TASK DIRECTIONS:
Pictures in the records below are skipped; the rest is copied exactly.
*** Opening ENTRIES SUPPLIED ***
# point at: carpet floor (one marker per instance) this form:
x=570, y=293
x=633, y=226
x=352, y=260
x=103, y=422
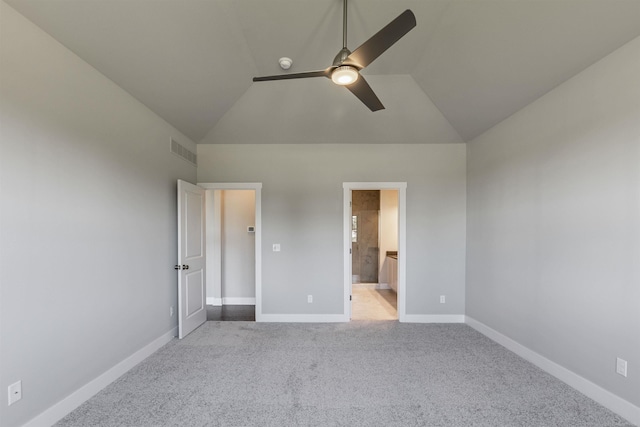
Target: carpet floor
x=348, y=374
*** Closing ENTRIES SUPPLIED ***
TASK SOLUTION:
# point at: carpet floor (one marker per instance) this form:
x=570, y=293
x=633, y=226
x=352, y=260
x=103, y=422
Target: carpet floor
x=348, y=374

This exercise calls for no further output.